[Page text]
══════════
Are covid PCR tests really out of the picture in this model? Like what if:
Vaccination --> No PCR --> AcuteResp dx instead of Covid dx
This would throw off ProbableCovid by Vaccination term, right?
How well does ProbableCovid predict PCR test (or I guess Covid dx as a proxy for PCR)?
Not completely out of the picture - have another look at the following article...
https://jdee.substack.com/p/the-pcr-test-as-a-predictor-of-acute-d9b
Just run a quick crosstabs - probable COVID assigned binary grouping (by MLP) yielded a diagnostic match of 16,690/19,457 (85.8%), which is handsome, but I preferred to use the probability scores in the logistic regression instead for added tang. All this assumes that vaccination status, as recorded in the EPR, is error-free and I doubt that it is. It's like wrestling a greased pig!
Fascinating stuff!
Regarding the potential harms, please could you clarify whether age confounding is taken into account.
For example, vx take up was most likely higher in the older age groups in your study, and older age groups are more likely to become chronically ill?
Or does your hueristic probable covid propensity score take care of this confounding?
Apologies if this is a dumb question!
It sure is accounted for! Age sits right at the top of the coefficient table as a main effect. It also sits further down as an interaction with comorbidity, total diagnoses, disease prevalence and probable COVID Dx. You are also correct in inferring that probable COVID also takes account of age related biases, so it's a bit belt 'n' braces!
My gast is flabbered.
Thanks for the nice analyses! If you'll please permit some statistical nitpicking offered in the spirit of making the workflow as rigorous and robust as possible:
1. I was always taught it is inadvisable to drop a main effect (e.g. Vaccinated) while leaving in interactions that contain it. The interpretation of a main effect test in the presence of significant interactions is already tricky because we are averaging over heterogeneous estimates, and it seems better to just leave the main effects in the model in order to properly adjust all other effects.
2. When doing stepwise, are you looking at out-of-fold tests and adjusting for multiple testing? Concerned that you may be overfitting the data.
3. Gradient boosted tree methods like XGBoost gracefully find and accommodate higher order interactions automatically and efficiently and typically outperform polynomial regression models (often by a large margin) in honest out-of-sample predictive comparisons. If you are willing to share the data I'll happily run this and share back.
1. I've been in two minds over the handling of main effects which is why you'll see me force these in certain models, but this time round I let the automated procedure do its thing. I shall be developing the model in a number of ways (part 13 already written) and forcing main effects would be nice touch, but all depends on what is coming out in the wash since their retention doesn't always make a difference.
2. I've been avoiding stepwise for these models and permit forward selection only. What you see is the final table but the work starts with exploration of subsets of main effects and one or two key interactions to get a feel of how things are hanging together. If there is stability then I'm happy to let the module rip, but if contradictory results are popping up I halt the process and try to figure what might be happening. Folk get to see less than 1% of the work I put in!
3. Now that sounds like it could save me a great deal of work! However, owing to confidentially agreements I am not permitted to share the data.
I've just re-run the model for part 13 but forcing the vaccination main effect at stage 3 and allowing interactions to come to the party at stage 4. This popped out as OR = 1.12, p=0.548 and made a teeny weeny bit of difference to other coefficients but it's nice to know it's sitting pretty if nothing else!
══════════
[Available data]

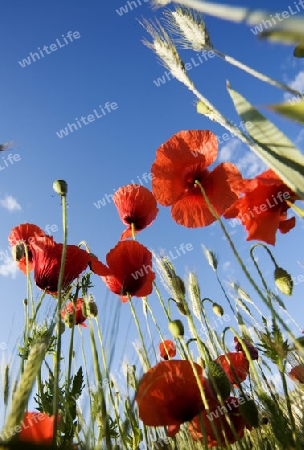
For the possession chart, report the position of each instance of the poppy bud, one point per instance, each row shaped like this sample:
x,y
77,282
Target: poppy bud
x,y
62,327
181,308
283,281
176,328
264,420
250,413
68,320
18,252
60,187
218,379
200,362
92,309
218,309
══════════
[What this exercise asks]
• 1. Do these statements agree with the forum thread? Answer yes or no for each and quote the words that decide it.
(a) The probable COVID binary grouping matched the diagnosis in 16,690 of 19,457 cases.
(b) The author agrees to share the data so the commenter can run XGBoost.
(c) Age appears in the coefficient table only as a main effect.
• 2. Answer these from the forum thread:
(a) What odds ratio came out when the vaccination main effect was forced in at stage 3?
(b) Which selection method does the author permit for these models?
(c) What share of the work does the author say folk get to see?
• 3. Please reproduce the forum thread word for word, starting at "How well does" and ending at "Fascinating stuff!".

[Problem solutions]
• 1.
(a) Yes: "probable COVID assigned binary grouping (by MLP) yielded a diagnostic match of 16,690/19,457 (85.8%)"
(b) No: "owing to confidentially agreements I am not permitted to share the data."
(c) No: "It also sits further down as an interaction with comorbidity, total diagnoses, disease prevalence and probable COVID Dx."

• 2.
(a) OR = 1.12 (p=0.548)
(b) Forward selection only
(c) Less than 1%

• 3.
How well does ProbableCovid predict PCR test (or I guess Covid dx as a proxy for PCR)?
Not completely out of the picture - have another look at the following article...
https://jdee.substack.com/p/the-pcr-test-as-a-predictor-of-acute-d9b
Just run a quick crosstabs - probable COVID assigned binary grouping (by MLP) yielded a diagnostic match of 16,690/19,457 (85.8%), which is handsome, but I preferred to use the probability scores in the logistic regression instead for added tang. All this assumes that vaccination status, as recorded in the EPR, is error-free and I doubt that it is. It's like wrestling a greased pig!
Fascinating stuff!